**Set problem**
Convert every one of the lines below into a Markdown table with the columns Row and Text, giving each line a row number and the line itself. Omit blank lines and pictures.
[START OF Records for this exercise]
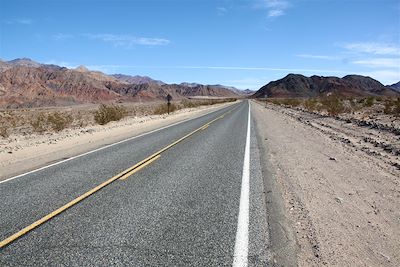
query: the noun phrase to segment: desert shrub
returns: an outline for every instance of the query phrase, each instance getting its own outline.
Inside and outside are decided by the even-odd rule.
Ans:
[[[109,123],[110,121],[119,121],[126,116],[126,110],[122,106],[101,104],[99,109],[94,113],[94,120],[100,125]]]
[[[286,98],[282,100],[282,104],[290,107],[298,107],[300,106],[301,101],[296,98]]]
[[[331,116],[336,116],[346,111],[342,101],[337,96],[324,97],[321,99],[321,104],[322,108]]]
[[[43,113],[39,113],[29,123],[35,133],[44,133],[47,129],[47,120]]]
[[[303,103],[304,108],[307,109],[308,111],[314,111],[317,109],[318,105],[318,100],[315,98],[309,98]]]
[[[0,127],[0,136],[3,138],[8,138],[10,136],[10,133],[8,132],[8,127],[7,126],[1,126]]]
[[[372,107],[375,102],[375,98],[373,96],[369,96],[364,100],[364,107]]]
[[[184,99],[181,101],[181,105],[183,108],[194,108],[194,107],[199,106],[199,103],[195,103],[194,101]]]
[[[171,103],[171,105],[169,106],[169,112],[174,112],[175,110],[177,110],[177,106],[173,103]],[[167,103],[163,103],[160,104],[158,106],[156,106],[153,110],[153,115],[162,115],[165,113],[168,113],[168,105]]]
[[[70,114],[65,114],[61,112],[53,112],[47,116],[47,122],[51,129],[56,132],[60,132],[70,126],[74,119]]]
[[[289,106],[289,107],[297,107],[301,104],[301,101],[297,98],[276,98],[276,99],[267,99],[267,102],[270,102],[275,105],[280,106]]]
[[[385,114],[400,116],[400,97],[397,99],[386,99],[383,112]]]

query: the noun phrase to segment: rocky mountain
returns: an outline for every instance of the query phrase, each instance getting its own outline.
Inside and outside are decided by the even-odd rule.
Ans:
[[[165,84],[162,81],[153,80],[152,78],[147,77],[147,76],[139,76],[139,75],[131,76],[131,75],[125,75],[125,74],[113,74],[111,76],[122,82],[130,83],[130,84],[145,84],[145,83],[154,83],[157,85]]]
[[[390,87],[390,88],[400,92],[400,82],[392,84],[392,85],[388,85],[387,87]]]
[[[135,76],[131,76],[135,77]],[[225,88],[164,84],[151,78],[109,76],[84,66],[67,69],[29,59],[0,61],[0,106],[36,107],[105,101],[174,100],[193,96],[239,97]],[[122,79],[122,80],[121,80]],[[140,80],[140,81],[139,81]],[[144,82],[145,80],[149,82]],[[154,81],[154,82],[153,82]]]
[[[365,76],[348,75],[343,78],[289,74],[261,87],[253,97],[319,97],[329,94],[341,96],[397,96],[398,92]]]
[[[42,64],[33,61],[30,58],[16,58],[14,60],[7,61],[11,66],[23,66],[23,67],[40,67]]]

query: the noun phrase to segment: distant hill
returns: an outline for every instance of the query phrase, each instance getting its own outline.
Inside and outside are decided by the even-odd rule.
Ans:
[[[289,74],[261,87],[253,97],[319,97],[328,94],[342,96],[397,96],[398,92],[365,76],[343,78]]]
[[[209,85],[164,84],[149,77],[106,75],[84,66],[67,69],[30,59],[0,61],[0,106],[37,107],[107,101],[173,100],[193,96],[240,97]]]
[[[400,92],[400,82],[392,84],[392,85],[388,85],[387,87],[392,88],[392,89]]]
[[[154,83],[157,85],[165,84],[162,81],[153,80],[152,78],[147,77],[147,76],[139,76],[139,75],[131,76],[131,75],[125,75],[125,74],[113,74],[111,76],[113,76],[114,78],[116,78],[122,82],[130,83],[130,84],[144,84],[144,83]]]

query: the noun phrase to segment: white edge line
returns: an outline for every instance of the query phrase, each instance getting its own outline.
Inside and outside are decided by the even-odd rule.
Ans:
[[[248,264],[249,252],[249,192],[250,192],[250,102],[247,119],[247,136],[244,151],[242,186],[240,192],[239,216],[233,254],[233,267],[243,267]]]
[[[221,108],[221,109],[222,109],[222,108]],[[40,168],[38,168],[38,169],[34,169],[34,170],[32,170],[32,171],[25,172],[25,173],[23,173],[23,174],[19,174],[19,175],[10,177],[10,178],[8,178],[8,179],[6,179],[6,180],[0,181],[0,184],[9,182],[9,181],[11,181],[11,180],[20,178],[20,177],[22,177],[22,176],[25,176],[25,175],[28,175],[28,174],[31,174],[31,173],[35,173],[35,172],[38,172],[38,171],[41,171],[41,170],[44,170],[44,169],[47,169],[47,168],[50,168],[50,167],[53,167],[53,166],[62,164],[62,163],[65,163],[65,162],[70,161],[70,160],[73,160],[73,159],[77,159],[77,158],[80,158],[80,157],[83,157],[83,156],[92,154],[92,153],[94,153],[94,152],[97,152],[97,151],[100,151],[100,150],[103,150],[103,149],[106,149],[106,148],[109,148],[109,147],[112,147],[112,146],[115,146],[115,145],[118,145],[118,144],[122,144],[122,143],[128,142],[128,141],[130,141],[130,140],[134,140],[134,139],[136,139],[136,138],[139,138],[139,137],[142,137],[142,136],[145,136],[145,135],[148,135],[148,134],[152,134],[152,133],[155,133],[155,132],[158,132],[158,131],[167,129],[167,128],[169,128],[169,127],[176,126],[176,125],[178,125],[178,124],[181,124],[181,123],[184,123],[184,122],[187,122],[187,121],[190,121],[190,120],[195,120],[195,119],[198,119],[198,118],[207,116],[208,114],[210,114],[210,113],[212,113],[212,112],[216,112],[216,111],[218,111],[218,110],[211,111],[211,112],[206,113],[206,114],[204,114],[204,115],[201,115],[201,116],[199,116],[199,117],[188,118],[188,119],[185,119],[185,120],[183,120],[183,121],[178,121],[178,122],[176,122],[176,123],[173,123],[173,124],[170,124],[170,125],[167,125],[167,126],[158,128],[158,129],[151,130],[150,132],[145,132],[145,133],[142,133],[142,134],[139,134],[139,135],[130,137],[130,138],[128,138],[128,139],[124,139],[124,140],[121,140],[121,141],[118,141],[118,142],[115,142],[115,143],[112,143],[112,144],[109,144],[109,145],[106,145],[106,146],[103,146],[103,147],[100,147],[100,148],[96,148],[96,149],[91,150],[91,151],[88,151],[88,152],[85,152],[85,153],[83,153],[83,154],[79,154],[79,155],[70,157],[70,158],[68,158],[68,159],[64,159],[64,160],[61,160],[61,161],[57,161],[57,162],[52,163],[52,164],[50,164],[50,165],[46,165],[46,166],[40,167]]]

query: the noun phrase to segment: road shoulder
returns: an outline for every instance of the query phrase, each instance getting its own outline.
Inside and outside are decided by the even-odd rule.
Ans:
[[[67,129],[42,136],[16,136],[0,153],[0,181],[159,128],[198,118],[234,103],[179,110],[171,115],[125,118],[105,126]]]
[[[253,102],[250,103],[252,106],[258,105]],[[282,191],[276,180],[275,167],[271,164],[269,148],[265,143],[264,129],[267,125],[260,119],[261,114],[253,111],[255,109],[252,107],[265,193],[270,263],[272,266],[297,266],[297,243],[293,229],[287,219]]]

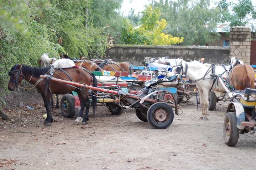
[END OF Records for this exercise]
**Correct answer**
| Row | Text |
|---|---|
| 1 | query: the noun phrase to segment: desert shrub |
| 2 | returns: an outline for every instance of the query phrase, each instance getting its own outline. |
| 3 | Inside and outside are decided by the even-odd rule. |
| 4 | Ans: |
| 5 | [[[109,123],[110,121],[119,121],[126,116],[126,110],[122,106],[101,104],[99,109],[94,113],[94,120],[100,125]]] |
| 6 | [[[286,98],[282,100],[282,104],[290,107],[298,107],[300,106],[301,101],[296,98]]] |
| 7 | [[[331,116],[336,116],[346,111],[342,101],[337,96],[324,97],[321,99],[321,104],[322,108]]] |
| 8 | [[[43,113],[39,113],[29,123],[35,133],[44,133],[47,129],[47,120]]] |
| 9 | [[[303,103],[304,108],[307,109],[308,111],[314,111],[317,109],[318,105],[318,100],[315,98],[309,98]]] |
| 10 | [[[0,127],[0,136],[3,138],[8,138],[10,136],[10,133],[8,132],[8,127],[7,126],[1,126]]] |
| 11 | [[[372,107],[375,102],[375,98],[373,96],[369,96],[364,100],[364,107]]] |
| 12 | [[[184,99],[181,101],[181,105],[183,108],[194,108],[194,107],[199,106],[199,103],[195,103],[194,101]]] |
| 13 | [[[171,103],[171,105],[169,106],[169,112],[174,112],[175,110],[177,110],[177,106],[173,103]],[[167,103],[163,103],[160,104],[158,106],[156,106],[153,110],[153,115],[162,115],[165,113],[168,113],[168,105]]] |
| 14 | [[[70,114],[65,114],[61,112],[53,112],[47,116],[47,122],[51,129],[56,132],[60,132],[70,126],[74,119]]] |
| 15 | [[[289,106],[289,107],[297,107],[301,104],[301,101],[297,98],[276,98],[276,99],[267,99],[267,102],[270,102],[275,105],[280,106]]] |
| 16 | [[[385,114],[400,116],[400,97],[397,99],[386,99],[383,112]]] |
| 17 | query: the noun phrase to segment: rocky mountain |
| 18 | returns: an outline for every instance of the query phrase, each instance getting its own outline. |
| 19 | Inside and outside are decided by the even-odd rule. |
| 20 | Ans: |
| 21 | [[[165,84],[162,81],[153,80],[152,78],[147,77],[147,76],[139,76],[139,75],[131,76],[131,75],[125,75],[125,74],[113,74],[111,76],[122,82],[130,83],[130,84],[145,84],[145,83],[154,83],[157,85]]] |
| 22 | [[[390,87],[390,88],[400,92],[400,82],[392,84],[392,85],[388,85],[387,87]]] |
| 23 | [[[135,76],[131,76],[135,77]],[[225,88],[164,84],[151,78],[109,76],[84,66],[67,69],[29,59],[0,61],[0,106],[36,107],[105,101],[174,100],[193,96],[239,97]],[[122,79],[122,80],[121,80]],[[140,80],[140,81],[139,81]],[[144,82],[145,80],[149,82]],[[154,81],[154,82],[153,82]]] |
| 24 | [[[365,76],[348,75],[343,78],[289,74],[261,87],[253,97],[319,97],[329,94],[341,96],[397,96],[398,92]]] |
| 25 | [[[42,64],[33,61],[30,58],[16,58],[14,60],[7,61],[11,66],[23,66],[23,67],[40,67]]] |
| 26 | query: the noun phrase to segment: distant hill |
| 27 | returns: an outline for every instance of the query phrase, each instance getting its own outline. |
| 28 | Inside and outside are decided by the even-odd rule. |
| 29 | Ans: |
| 30 | [[[289,74],[261,87],[253,97],[319,97],[328,94],[342,96],[397,96],[398,92],[365,76],[343,78]]] |
| 31 | [[[209,85],[164,84],[149,77],[106,75],[84,66],[67,69],[30,59],[0,61],[0,106],[37,107],[107,101],[173,100],[193,96],[240,97]]] |
| 32 | [[[400,92],[400,82],[392,84],[392,85],[388,85],[387,87],[392,88],[392,89]]] |
| 33 | [[[154,83],[157,85],[165,84],[162,81],[153,80],[152,78],[147,77],[147,76],[139,76],[139,75],[131,76],[131,75],[125,75],[125,74],[113,74],[111,76],[113,76],[114,78],[116,78],[122,82],[130,83],[130,84],[144,84],[144,83]]] |
| 34 | query: the noun phrase to segment: white edge line |
| 35 | returns: an outline for every instance of the query phrase, each instance getting its own outline. |
| 36 | Inside and outside are decided by the even-odd rule. |
| 37 | Ans: |
| 38 | [[[248,264],[249,252],[249,192],[250,192],[250,102],[247,119],[247,136],[244,151],[242,186],[240,192],[239,216],[233,254],[233,267],[243,267]]] |
| 39 | [[[221,108],[221,109],[222,109],[222,108]],[[40,168],[38,168],[38,169],[34,169],[34,170],[32,170],[32,171],[25,172],[25,173],[23,173],[23,174],[19,174],[19,175],[10,177],[10,178],[8,178],[8,179],[6,179],[6,180],[0,181],[0,184],[9,182],[9,181],[11,181],[11,180],[20,178],[20,177],[22,177],[22,176],[25,176],[25,175],[28,175],[28,174],[31,174],[31,173],[35,173],[35,172],[38,172],[38,171],[41,171],[41,170],[44,170],[44,169],[47,169],[47,168],[50,168],[50,167],[53,167],[53,166],[62,164],[62,163],[65,163],[65,162],[70,161],[70,160],[73,160],[73,159],[77,159],[77,158],[80,158],[80,157],[83,157],[83,156],[92,154],[92,153],[94,153],[94,152],[97,152],[97,151],[100,151],[100,150],[103,150],[103,149],[106,149],[106,148],[109,148],[109,147],[112,147],[112,146],[115,146],[115,145],[118,145],[118,144],[122,144],[122,143],[128,142],[128,141],[130,141],[130,140],[134,140],[134,139],[136,139],[136,138],[139,138],[139,137],[142,137],[142,136],[145,136],[145,135],[148,135],[148,134],[152,134],[152,133],[155,133],[155,132],[158,132],[158,131],[167,129],[167,128],[169,128],[169,127],[176,126],[176,125],[178,125],[178,124],[181,124],[181,123],[184,123],[184,122],[187,122],[187,121],[190,121],[190,120],[195,120],[195,119],[198,119],[198,118],[207,116],[208,114],[210,114],[210,113],[212,113],[212,112],[216,112],[216,111],[218,111],[218,110],[211,111],[211,112],[206,113],[206,114],[204,114],[204,115],[201,115],[201,116],[199,116],[199,117],[188,118],[188,119],[185,119],[185,120],[183,120],[183,121],[178,121],[178,122],[176,122],[176,123],[173,123],[173,124],[170,124],[170,125],[167,125],[167,126],[158,128],[158,129],[151,130],[150,132],[145,132],[145,133],[142,133],[142,134],[139,134],[139,135],[130,137],[130,138],[128,138],[128,139],[124,139],[124,140],[121,140],[121,141],[118,141],[118,142],[115,142],[115,143],[112,143],[112,144],[109,144],[109,145],[106,145],[106,146],[103,146],[103,147],[100,147],[100,148],[96,148],[96,149],[91,150],[91,151],[88,151],[88,152],[85,152],[85,153],[83,153],[83,154],[79,154],[79,155],[70,157],[70,158],[68,158],[68,159],[64,159],[64,160],[61,160],[61,161],[57,161],[57,162],[52,163],[52,164],[50,164],[50,165],[46,165],[46,166],[40,167]]] |
| 40 | query: the noun phrase to segment: road shoulder |
| 41 | returns: an outline for every instance of the query phrase, each instance getting its own outline. |
| 42 | Inside and outside are decided by the even-odd rule. |
| 43 | Ans: |
| 44 | [[[67,129],[42,136],[16,136],[0,153],[0,181],[159,128],[198,118],[234,103],[179,110],[171,115],[125,118],[105,126]]] |
| 45 | [[[253,102],[250,103],[252,106],[258,105]],[[282,191],[276,180],[275,167],[271,164],[269,148],[265,143],[264,129],[267,125],[260,119],[261,114],[253,111],[255,109],[252,107],[265,193],[270,263],[272,266],[297,266],[297,243],[293,229],[287,219]]] |